_DATA SUPPLIED_
-=-=-

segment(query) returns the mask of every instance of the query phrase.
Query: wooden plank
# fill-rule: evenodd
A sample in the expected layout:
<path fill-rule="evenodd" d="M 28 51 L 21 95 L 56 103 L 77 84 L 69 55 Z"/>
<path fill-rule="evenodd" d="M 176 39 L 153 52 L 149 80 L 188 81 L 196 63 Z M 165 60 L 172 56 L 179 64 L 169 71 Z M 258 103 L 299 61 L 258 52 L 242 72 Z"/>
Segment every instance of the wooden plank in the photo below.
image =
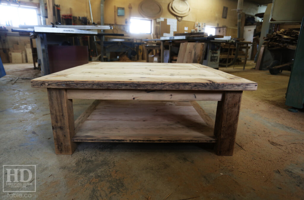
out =
<path fill-rule="evenodd" d="M 92 62 L 31 82 L 34 88 L 81 89 L 243 91 L 257 86 L 198 64 L 120 62 Z"/>
<path fill-rule="evenodd" d="M 31 48 L 26 48 L 25 49 L 26 52 L 26 57 L 27 58 L 27 62 L 33 62 L 33 56 L 32 53 L 32 49 Z"/>
<path fill-rule="evenodd" d="M 255 65 L 255 70 L 260 70 L 260 67 L 262 64 L 262 62 L 263 61 L 263 56 L 264 55 L 264 50 L 265 50 L 265 46 L 262 45 L 261 47 L 261 49 L 260 50 L 260 53 L 259 54 L 259 57 L 257 58 L 257 64 Z"/>
<path fill-rule="evenodd" d="M 22 55 L 21 53 L 12 52 L 12 63 L 22 63 Z"/>
<path fill-rule="evenodd" d="M 182 63 L 184 62 L 184 58 L 186 54 L 187 50 L 187 42 L 181 43 L 178 51 L 178 56 L 176 62 L 178 63 Z"/>
<path fill-rule="evenodd" d="M 200 63 L 203 57 L 205 44 L 195 42 L 181 43 L 177 63 Z"/>
<path fill-rule="evenodd" d="M 105 101 L 73 137 L 75 142 L 216 142 L 188 102 Z"/>
<path fill-rule="evenodd" d="M 225 92 L 217 103 L 214 135 L 217 138 L 216 151 L 220 156 L 232 156 L 235 142 L 242 92 Z"/>
<path fill-rule="evenodd" d="M 76 148 L 72 142 L 75 134 L 71 99 L 64 89 L 47 88 L 52 128 L 56 154 L 71 154 Z"/>
<path fill-rule="evenodd" d="M 161 101 L 221 101 L 220 91 L 145 90 L 68 89 L 68 98 Z"/>
<path fill-rule="evenodd" d="M 72 99 L 73 98 L 69 98 L 69 95 L 67 95 L 67 98 L 69 99 Z M 92 112 L 96 108 L 98 105 L 100 103 L 101 101 L 99 100 L 94 101 L 85 111 L 83 112 L 81 115 L 78 117 L 75 121 L 75 132 L 77 132 L 79 129 L 79 127 L 85 122 L 88 117 L 92 113 Z"/>
<path fill-rule="evenodd" d="M 192 101 L 190 102 L 191 105 L 194 108 L 196 112 L 201 116 L 207 126 L 212 129 L 214 128 L 214 120 L 212 119 L 206 112 L 202 108 L 201 106 L 196 101 Z"/>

-=-=-

_SHORT PROBLEM_
Reproduce all the rows above verbatim, omitting the picture.

_COMPLETE ANSWER_
segment(query) returns the mask of every instance of the query phrase.
Query: wooden plank
# fill-rule: evenodd
A sample in the expected layout:
<path fill-rule="evenodd" d="M 28 51 L 21 95 L 56 103 L 77 84 L 69 55 Z"/>
<path fill-rule="evenodd" d="M 176 39 L 153 52 L 149 80 L 188 81 L 196 63 Z M 165 60 L 172 56 L 179 64 L 169 71 Z M 258 103 L 299 61 L 258 52 L 242 72 Z"/>
Segment every instance of the wooden plank in the photo below.
image =
out =
<path fill-rule="evenodd" d="M 92 62 L 31 82 L 34 88 L 81 89 L 243 91 L 257 86 L 198 64 L 120 62 Z"/>
<path fill-rule="evenodd" d="M 31 48 L 26 48 L 25 49 L 26 52 L 26 57 L 27 58 L 27 62 L 33 62 L 33 56 L 32 53 L 32 49 Z"/>
<path fill-rule="evenodd" d="M 255 65 L 255 70 L 260 70 L 260 67 L 262 64 L 262 62 L 263 61 L 263 56 L 264 55 L 264 50 L 265 50 L 265 46 L 262 45 L 261 47 L 261 49 L 260 50 L 260 53 L 259 54 L 259 57 L 257 58 L 257 64 Z"/>
<path fill-rule="evenodd" d="M 22 55 L 21 53 L 12 52 L 12 63 L 22 63 Z"/>
<path fill-rule="evenodd" d="M 182 63 L 184 62 L 184 58 L 186 54 L 187 50 L 187 42 L 181 43 L 178 51 L 178 56 L 176 62 L 178 63 Z"/>
<path fill-rule="evenodd" d="M 200 63 L 203 57 L 205 44 L 195 42 L 181 43 L 177 63 Z"/>
<path fill-rule="evenodd" d="M 105 101 L 73 137 L 75 142 L 216 142 L 188 102 Z"/>
<path fill-rule="evenodd" d="M 225 92 L 217 103 L 214 135 L 217 138 L 216 151 L 220 156 L 232 156 L 235 142 L 242 92 Z"/>
<path fill-rule="evenodd" d="M 76 148 L 72 142 L 75 134 L 71 99 L 64 89 L 47 88 L 52 128 L 56 154 L 71 154 Z"/>
<path fill-rule="evenodd" d="M 161 101 L 221 101 L 220 91 L 145 90 L 68 89 L 68 98 Z"/>
<path fill-rule="evenodd" d="M 72 99 L 73 98 L 69 98 L 69 95 L 67 95 L 67 98 L 69 99 Z M 92 112 L 96 108 L 98 105 L 100 103 L 101 101 L 99 100 L 94 101 L 85 111 L 83 112 L 81 115 L 78 117 L 75 121 L 75 132 L 77 132 L 79 129 L 79 127 L 85 122 L 88 117 L 92 113 Z"/>
<path fill-rule="evenodd" d="M 192 101 L 190 102 L 191 105 L 194 108 L 196 112 L 201 116 L 207 126 L 212 129 L 214 128 L 214 120 L 212 119 L 206 112 L 202 108 L 201 106 L 196 101 Z"/>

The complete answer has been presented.